Task instructions = Tally the lines below that hold the string "leaf", and report the tally by itself.

*** Material provided

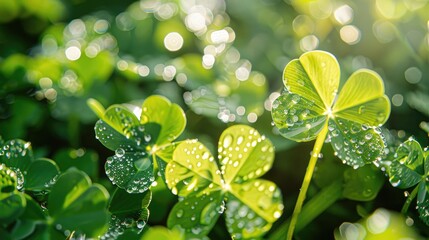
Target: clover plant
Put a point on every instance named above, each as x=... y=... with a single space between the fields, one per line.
x=52 y=205
x=410 y=168
x=310 y=108
x=232 y=186
x=140 y=137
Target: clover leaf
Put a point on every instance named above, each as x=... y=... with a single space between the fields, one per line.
x=17 y=155
x=205 y=190
x=410 y=168
x=129 y=213
x=75 y=204
x=12 y=202
x=310 y=103
x=140 y=137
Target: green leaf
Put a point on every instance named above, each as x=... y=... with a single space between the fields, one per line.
x=83 y=159
x=314 y=76
x=244 y=155
x=362 y=99
x=423 y=201
x=129 y=212
x=362 y=184
x=169 y=116
x=162 y=233
x=192 y=170
x=132 y=171
x=308 y=105
x=196 y=214
x=35 y=181
x=381 y=224
x=11 y=207
x=406 y=169
x=355 y=144
x=138 y=142
x=96 y=107
x=252 y=207
x=297 y=118
x=12 y=202
x=78 y=205
x=16 y=154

******

Solution for this exercise = 2